It's been quite a journey for the young coach, one that took a tragic detour on April 28, 2014.  John and his fiancee Brittany Huber, also an educator in Dalton, were on their way to their hometown, near Mobile, Alabama.   A tire blew out, sending their car out of control on I-85 in south Georgia.   Brittany died at the scene. Her funeral was held on their scheduled wedding day, in the church where they were to be married.   Six months later, John is back at work, still coping with his loss.

"I'm still living in the same house we lived in, I haven't touched any of her things. I'm just starting to realize it was not a dream, it really happened," John said. 

For several months, John was in Atlanta area hospitals and rehab centers.   He had five broken ribs, eight broken teeth, 21 fractures in his skull, and major brain trauma. He still has no recollection of the accident. "You know, at one point, my parents were told, he's probably not going to make it," John said.

Head coach Tony Ingle was the first of John's friends and family to arrive at the scene. He was at John's side for days, and knew the prognosis was grim.

Work item A: In the coach's story, how many fractures did John have in his skull?
Work item B: Write out the part of the coach's story that opens with the words "Head coach Tony" and closes with "prognosis was grim.", changing "prognosis" to "outlook".

Data segment:
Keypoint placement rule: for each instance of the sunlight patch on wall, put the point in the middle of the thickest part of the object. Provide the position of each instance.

Task response A: 21

Task response B:
Head coach Tony Ingle was the first of John's friends and family to arrive at the scene. He was at John's side for days, and knew the outlook was grim.